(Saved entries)
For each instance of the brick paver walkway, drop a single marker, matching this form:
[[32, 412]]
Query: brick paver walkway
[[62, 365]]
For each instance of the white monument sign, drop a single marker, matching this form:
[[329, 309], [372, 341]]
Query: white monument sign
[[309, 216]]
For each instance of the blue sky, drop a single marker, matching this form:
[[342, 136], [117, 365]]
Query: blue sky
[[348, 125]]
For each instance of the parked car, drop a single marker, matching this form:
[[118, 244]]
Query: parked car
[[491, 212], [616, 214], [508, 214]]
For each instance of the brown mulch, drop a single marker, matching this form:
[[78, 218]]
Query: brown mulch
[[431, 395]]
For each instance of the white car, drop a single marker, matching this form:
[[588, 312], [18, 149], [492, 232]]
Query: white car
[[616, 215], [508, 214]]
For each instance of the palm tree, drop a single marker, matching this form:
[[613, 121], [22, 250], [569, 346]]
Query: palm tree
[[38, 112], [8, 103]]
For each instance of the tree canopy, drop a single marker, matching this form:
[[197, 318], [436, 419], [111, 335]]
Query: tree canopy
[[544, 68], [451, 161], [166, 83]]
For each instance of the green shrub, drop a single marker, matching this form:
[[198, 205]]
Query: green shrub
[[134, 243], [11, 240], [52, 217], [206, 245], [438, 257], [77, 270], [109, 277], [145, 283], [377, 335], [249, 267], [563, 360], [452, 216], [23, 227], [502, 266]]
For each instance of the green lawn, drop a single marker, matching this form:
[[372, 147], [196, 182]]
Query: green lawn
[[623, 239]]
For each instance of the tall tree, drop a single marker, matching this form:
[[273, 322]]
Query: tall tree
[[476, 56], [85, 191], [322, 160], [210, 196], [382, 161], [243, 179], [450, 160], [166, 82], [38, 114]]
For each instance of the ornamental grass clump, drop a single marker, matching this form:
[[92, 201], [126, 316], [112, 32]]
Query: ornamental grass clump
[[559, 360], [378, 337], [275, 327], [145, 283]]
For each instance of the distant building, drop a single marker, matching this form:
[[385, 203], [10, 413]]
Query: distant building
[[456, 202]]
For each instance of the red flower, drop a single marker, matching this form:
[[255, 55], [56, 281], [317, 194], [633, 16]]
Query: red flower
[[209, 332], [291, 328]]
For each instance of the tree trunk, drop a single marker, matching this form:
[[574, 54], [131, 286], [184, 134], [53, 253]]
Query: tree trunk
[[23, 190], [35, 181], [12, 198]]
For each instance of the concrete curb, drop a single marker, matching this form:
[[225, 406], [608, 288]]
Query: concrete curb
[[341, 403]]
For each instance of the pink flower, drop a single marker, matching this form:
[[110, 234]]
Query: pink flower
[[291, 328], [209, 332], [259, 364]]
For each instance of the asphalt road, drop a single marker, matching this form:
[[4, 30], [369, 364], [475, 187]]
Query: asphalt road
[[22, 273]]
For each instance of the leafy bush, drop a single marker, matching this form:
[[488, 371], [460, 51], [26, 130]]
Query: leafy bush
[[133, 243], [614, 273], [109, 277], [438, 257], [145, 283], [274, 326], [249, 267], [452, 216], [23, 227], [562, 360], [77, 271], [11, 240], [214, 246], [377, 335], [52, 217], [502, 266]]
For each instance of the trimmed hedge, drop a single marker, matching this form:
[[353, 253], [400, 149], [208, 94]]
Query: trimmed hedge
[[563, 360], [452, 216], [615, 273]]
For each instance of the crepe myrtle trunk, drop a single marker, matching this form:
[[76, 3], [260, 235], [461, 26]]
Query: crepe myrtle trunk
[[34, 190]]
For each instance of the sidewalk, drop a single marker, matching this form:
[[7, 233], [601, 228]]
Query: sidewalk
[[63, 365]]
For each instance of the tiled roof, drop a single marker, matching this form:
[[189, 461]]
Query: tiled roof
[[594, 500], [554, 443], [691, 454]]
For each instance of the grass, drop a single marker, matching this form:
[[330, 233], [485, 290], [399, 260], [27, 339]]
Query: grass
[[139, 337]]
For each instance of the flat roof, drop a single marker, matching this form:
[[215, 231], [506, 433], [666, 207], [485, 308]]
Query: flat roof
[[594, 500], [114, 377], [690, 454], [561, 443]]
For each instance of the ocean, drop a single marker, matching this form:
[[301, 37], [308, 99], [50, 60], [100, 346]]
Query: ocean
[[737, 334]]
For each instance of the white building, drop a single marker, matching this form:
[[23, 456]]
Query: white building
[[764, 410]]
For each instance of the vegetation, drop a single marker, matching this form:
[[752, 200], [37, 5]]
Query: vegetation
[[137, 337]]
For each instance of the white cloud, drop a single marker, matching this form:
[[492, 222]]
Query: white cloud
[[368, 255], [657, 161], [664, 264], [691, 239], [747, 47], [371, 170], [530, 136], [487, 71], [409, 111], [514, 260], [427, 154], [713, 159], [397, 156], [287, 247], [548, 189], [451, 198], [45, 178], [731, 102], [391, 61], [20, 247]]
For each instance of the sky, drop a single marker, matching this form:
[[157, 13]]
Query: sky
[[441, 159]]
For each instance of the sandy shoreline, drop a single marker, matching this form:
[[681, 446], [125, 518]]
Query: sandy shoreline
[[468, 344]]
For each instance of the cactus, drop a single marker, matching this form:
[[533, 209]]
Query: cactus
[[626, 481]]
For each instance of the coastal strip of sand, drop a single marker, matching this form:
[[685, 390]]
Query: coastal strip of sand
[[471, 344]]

◆ Problem to work on ◆
What is needed is an exact copy of the entries from their first line down to the line with "For each instance of the red", that line included, and nothing beyond it.

◆ Your response ◆
For each instance of the brick paver walkway, drop a single marker, matching this form:
[[32, 412]]
Query: brick paver walkway
[[62, 365]]
For each instance of the white monument sign, drop a single marker, matching this form:
[[329, 309], [372, 341]]
Query: white monument sign
[[309, 216]]
For each instance of the blue sky, drop a single marker, matching this form:
[[342, 136], [117, 365]]
Query: blue sky
[[348, 125]]
For each instance of the parked car, drop a single marker, matching this form:
[[118, 244]]
Query: parked car
[[491, 212], [616, 214], [508, 214]]
For each instance of the brown mulch, drop a single marker, matching this form:
[[78, 218]]
Query: brown mulch
[[431, 395]]
For each instance of the white car, drop a single marker, matching this form:
[[588, 312], [18, 149], [492, 232]]
Query: white car
[[616, 215], [508, 214]]
For each instance of the palm tree, drop a single marker, matching this form:
[[613, 121], [22, 250], [569, 346]]
Query: palm tree
[[38, 112], [8, 103]]
For each instance of the tree canopy, drop a single marker, matching this form:
[[197, 318], [436, 419], [111, 335]]
Query: tree canopy
[[544, 68], [451, 161], [166, 83]]
For each instance of the green shrub, drop a single marker, matching this form:
[[198, 205]]
Query: green shrub
[[134, 243], [11, 240], [52, 217], [206, 245], [438, 257], [77, 270], [109, 277], [145, 283], [377, 335], [249, 267], [563, 360], [452, 216], [23, 227], [502, 266]]
For each instance of the green lawn, drop a single marker, matching this form:
[[372, 147], [196, 182]]
Query: green lawn
[[623, 239]]
For each instance of the tall tree, drop a single marker, matching this form:
[[273, 322]]
Query: tall tree
[[476, 56], [85, 191], [322, 160], [210, 196], [382, 161], [243, 179], [450, 160], [166, 82], [38, 114]]
For each instance of the ornamental grass clump, drop a single marker, matching this form:
[[92, 201], [126, 316], [112, 32]]
Query: ornamental grass clump
[[559, 360], [378, 337], [275, 327], [145, 283]]
For each instance of the distant building, drop a single marker, matching this form:
[[385, 203], [10, 413]]
Query: distant building
[[456, 202]]
For each instance of the red flower, drop a single marker, matching this form:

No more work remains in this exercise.